* **WRITTEN EXERCISE**: Reproduce each line of the records below word for word, from the first record through the last.

* **Coordinate annotation entries**:
--- Start ---

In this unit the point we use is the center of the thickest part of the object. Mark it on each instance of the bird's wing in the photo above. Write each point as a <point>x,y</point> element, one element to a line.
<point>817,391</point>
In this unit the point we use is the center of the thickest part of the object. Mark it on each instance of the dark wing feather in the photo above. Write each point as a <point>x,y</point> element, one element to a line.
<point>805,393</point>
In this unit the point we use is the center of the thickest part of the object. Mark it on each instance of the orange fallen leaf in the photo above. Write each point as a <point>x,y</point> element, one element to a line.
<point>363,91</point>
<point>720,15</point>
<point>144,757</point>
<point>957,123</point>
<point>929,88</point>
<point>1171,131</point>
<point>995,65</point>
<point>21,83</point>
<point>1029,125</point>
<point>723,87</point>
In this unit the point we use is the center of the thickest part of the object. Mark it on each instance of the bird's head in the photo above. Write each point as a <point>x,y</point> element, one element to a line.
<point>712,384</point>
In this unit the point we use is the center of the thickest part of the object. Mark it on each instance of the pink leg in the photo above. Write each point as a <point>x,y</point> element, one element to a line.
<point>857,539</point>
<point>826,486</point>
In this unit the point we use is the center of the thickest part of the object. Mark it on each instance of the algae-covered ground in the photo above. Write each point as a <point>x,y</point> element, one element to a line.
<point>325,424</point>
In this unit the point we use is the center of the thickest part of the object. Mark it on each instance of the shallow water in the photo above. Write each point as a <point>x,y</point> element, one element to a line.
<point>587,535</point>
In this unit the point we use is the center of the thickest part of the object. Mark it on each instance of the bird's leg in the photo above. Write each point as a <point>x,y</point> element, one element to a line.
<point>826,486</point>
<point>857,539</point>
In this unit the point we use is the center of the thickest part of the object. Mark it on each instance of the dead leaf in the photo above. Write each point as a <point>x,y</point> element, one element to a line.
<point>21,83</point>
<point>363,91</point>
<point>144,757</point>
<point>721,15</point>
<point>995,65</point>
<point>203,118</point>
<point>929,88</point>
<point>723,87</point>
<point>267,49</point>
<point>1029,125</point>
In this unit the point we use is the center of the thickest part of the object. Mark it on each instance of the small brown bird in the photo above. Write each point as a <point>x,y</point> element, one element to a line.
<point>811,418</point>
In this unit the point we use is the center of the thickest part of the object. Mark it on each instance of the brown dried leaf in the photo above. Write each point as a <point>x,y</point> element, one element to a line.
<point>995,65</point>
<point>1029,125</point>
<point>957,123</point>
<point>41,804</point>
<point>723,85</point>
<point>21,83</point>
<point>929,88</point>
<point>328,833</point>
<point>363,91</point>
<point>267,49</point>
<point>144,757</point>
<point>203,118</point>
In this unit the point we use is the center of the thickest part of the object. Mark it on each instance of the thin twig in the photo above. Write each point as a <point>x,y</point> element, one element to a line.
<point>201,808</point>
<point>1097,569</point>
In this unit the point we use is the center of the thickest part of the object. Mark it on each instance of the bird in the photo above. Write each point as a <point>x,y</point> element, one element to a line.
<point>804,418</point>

--- End ---

* **EXERCISE RESPONSE**:
In this unit the point we use is the center of the thickest part of the object. Mark it on each instance of the bird's wing in the photo above. Write each point as a <point>x,y</point> element, one element to a line.
<point>817,391</point>
In this unit the point we use is the center of the thickest part of the object. Mark it on each instance of the dark wing feather in the photo above. Write each point as a <point>x,y</point> element, one element to a line.
<point>805,393</point>
In this unit the point we use is the center of the thickest part of the object. Mark it on each instance of the orange fallen leaf in the photo above. Write each point as a <point>x,y</point> element, one element to a line.
<point>363,91</point>
<point>720,15</point>
<point>144,757</point>
<point>957,123</point>
<point>929,88</point>
<point>1171,131</point>
<point>995,65</point>
<point>21,83</point>
<point>1029,125</point>
<point>723,87</point>
In this unit the point we use is the center of the thickest part of the object. Mark it on each instance of the bird's head in the photo above. Write each point as a <point>x,y</point> element, one element to a line.
<point>712,384</point>
In this unit the point we use is the center of the thickest part of the object. Mark it on each instance of the pink leg in the photo above. Write each point as a <point>x,y</point> element, one element to a line.
<point>857,539</point>
<point>826,486</point>
In this unit the point we use is the center of the thickest part of the object. Mark it on each instance of the algae-covered ground in the photo above. Write each point as a <point>x,y</point> element, one element to a line.
<point>325,424</point>
In this unit the point we use is the center of the thickest part of the object. Mark it on each instance of the shallow water in the photo above. Write each point as a <point>x,y</point> element, one element to a line.
<point>587,535</point>
In this unit the point we use is the center of the thickest part of the object. Mark it on each instance of the bird's leg in the photo above. Write each point as a <point>x,y</point> element, one element to a line.
<point>826,486</point>
<point>857,539</point>
In this unit the point we use is the center of the thickest part of the object. Mark it on each instance of the dead leaf in the photo above. Write each point as a <point>x,y</point> element, one element to a line.
<point>21,83</point>
<point>363,91</point>
<point>144,757</point>
<point>721,15</point>
<point>995,65</point>
<point>203,118</point>
<point>929,88</point>
<point>723,87</point>
<point>267,49</point>
<point>1029,125</point>
In this unit the point we use is the center of the thickest part of the object. Mark it on each instance of the small brown bird in the photo above. Write each point as a <point>x,y</point> element, one element to a line.
<point>811,418</point>
In this unit the point we use is the center of the thickest part of the object. Mark it on each instance of the brown dried leaf in the photo above. Write each point as a <point>x,y</point> element, one element to a line.
<point>995,65</point>
<point>1029,125</point>
<point>957,123</point>
<point>41,804</point>
<point>723,85</point>
<point>21,83</point>
<point>929,88</point>
<point>328,833</point>
<point>363,91</point>
<point>267,49</point>
<point>144,757</point>
<point>203,118</point>
In this unit the point we use is the center of the thickest part of the object. Mark it on each instance of the thin twig in the photo above. Write each point as a <point>x,y</point> element, one element to a line.
<point>201,808</point>
<point>1097,569</point>
In this unit the point we use is the center of the thickest part of the object. Mark it on each instance of the bird in the photo above. Write each point as a <point>x,y</point> element, one element to a line.
<point>804,418</point>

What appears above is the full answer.